### Activity
Could you print each entry below verbatim while omitting the pictures?
-- Provided material follows --
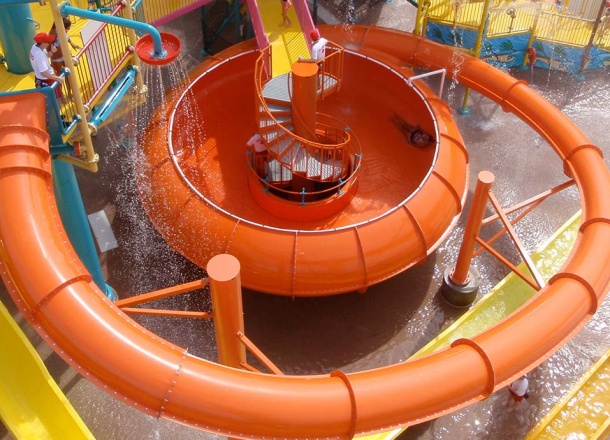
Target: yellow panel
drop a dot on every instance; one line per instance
(502, 300)
(31, 403)
(288, 44)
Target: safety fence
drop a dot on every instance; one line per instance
(545, 21)
(105, 53)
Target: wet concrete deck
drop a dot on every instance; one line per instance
(392, 319)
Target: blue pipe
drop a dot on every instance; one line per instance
(144, 28)
(114, 99)
(74, 218)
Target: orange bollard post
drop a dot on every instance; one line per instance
(305, 98)
(461, 283)
(225, 287)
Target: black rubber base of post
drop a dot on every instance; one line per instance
(460, 296)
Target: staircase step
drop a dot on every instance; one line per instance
(277, 89)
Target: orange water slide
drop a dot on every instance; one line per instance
(49, 284)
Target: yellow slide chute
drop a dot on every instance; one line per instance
(31, 404)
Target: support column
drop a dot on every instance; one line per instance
(461, 283)
(225, 287)
(304, 98)
(17, 37)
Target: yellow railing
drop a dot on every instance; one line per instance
(542, 19)
(332, 158)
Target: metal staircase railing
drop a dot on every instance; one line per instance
(334, 154)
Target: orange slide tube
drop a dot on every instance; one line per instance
(49, 284)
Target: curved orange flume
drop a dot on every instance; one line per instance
(49, 284)
(405, 199)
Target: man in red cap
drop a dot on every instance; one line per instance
(39, 58)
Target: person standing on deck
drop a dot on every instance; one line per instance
(286, 5)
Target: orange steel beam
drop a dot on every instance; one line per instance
(168, 313)
(511, 266)
(259, 354)
(536, 200)
(530, 204)
(162, 293)
(49, 284)
(517, 242)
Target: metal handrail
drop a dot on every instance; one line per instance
(314, 149)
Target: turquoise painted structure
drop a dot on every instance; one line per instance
(74, 218)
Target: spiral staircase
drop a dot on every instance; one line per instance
(312, 163)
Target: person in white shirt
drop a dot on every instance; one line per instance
(318, 48)
(518, 389)
(39, 58)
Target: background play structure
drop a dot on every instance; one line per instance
(354, 403)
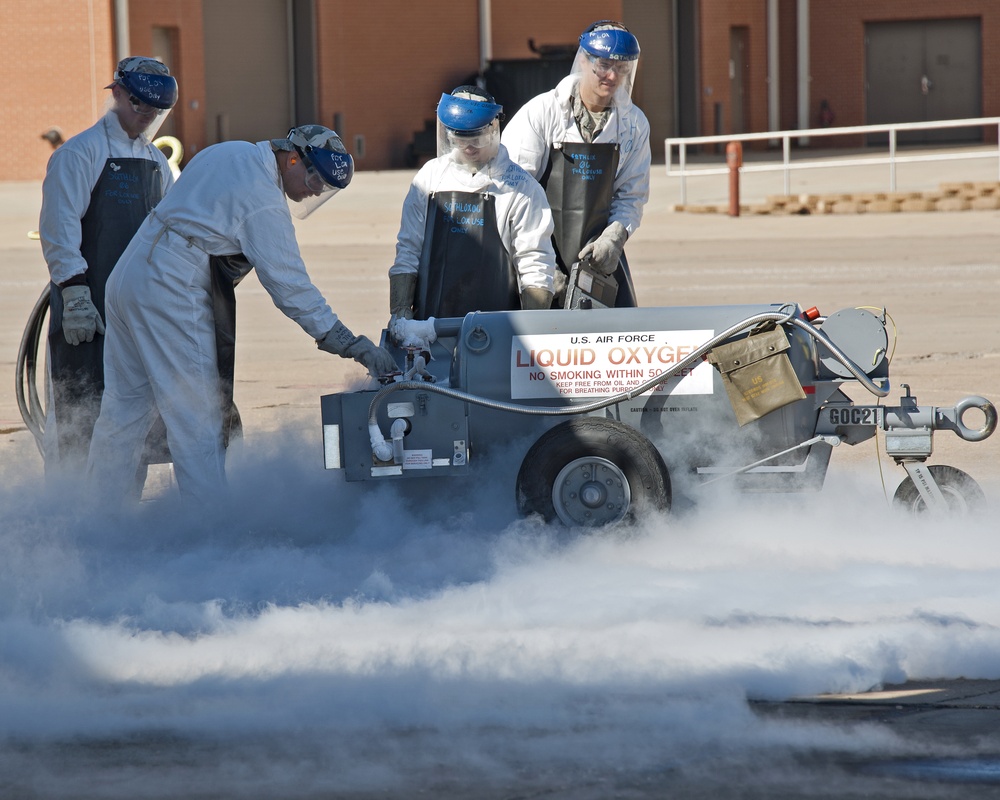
-- Provided material concluded --
### Response
Target: yellow panel
drop a dot on every instance; one line per instance
(502, 300)
(31, 403)
(288, 44)
Target: safety fence
drop a dot on every instance; one line per instance
(545, 21)
(105, 53)
Target: wet concrete deck
drop a dot on every instance; one line per instance
(392, 319)
Target: blue pipe
drop a dot on every instance; one line per instance
(144, 28)
(114, 99)
(74, 218)
Target: orange bollard post
drop a dot on every instance; one line per instance
(305, 98)
(461, 283)
(225, 287)
Target: black rubber base of post
drop a dot on every instance; one line per instance
(460, 296)
Target: staircase step
drop a dot on every instance; one line per instance
(277, 89)
Target: orange water slide
drop a dot on every instance; one line per instance
(49, 284)
Target: yellow slide chute
drop a dot on every instance; one line per instance
(31, 404)
Target: support column
drop a dot on every instance; one line per instance
(461, 283)
(225, 287)
(304, 98)
(17, 37)
Target: yellow railing
drop a dot on every instance; one line per instance
(542, 19)
(332, 158)
Target: metal staircase railing
drop a dot on every instance; one line per instance
(334, 154)
Target: orange slide tube
drop a dot on every instance; one line per instance
(49, 284)
Target: curved orange flume
drop a dot on every instance; one line per instance
(49, 284)
(405, 199)
Target: man in red cap
drop a dot on every instance; one line per instance
(39, 58)
Target: person standing on deck
drop a dot on every instance; one line per instance
(286, 5)
Target: orange steel beam
drop a dot on every instance; one line per instance
(168, 313)
(511, 266)
(259, 354)
(536, 200)
(530, 204)
(162, 293)
(49, 284)
(517, 242)
Target: metal handrail
drop a dot on every instance; one line per instance
(314, 149)
Target: turquoise painted structure
drop a dot on every instance; one line per instance
(74, 218)
Target: spiral staircase
drop a dot on every instance; one line per instance
(312, 163)
Target: person in white shirt
drop a dot on every instance; one line per instance
(318, 48)
(518, 389)
(39, 58)
Target: background play structure
drop a dot on every instance; one line per instance
(354, 403)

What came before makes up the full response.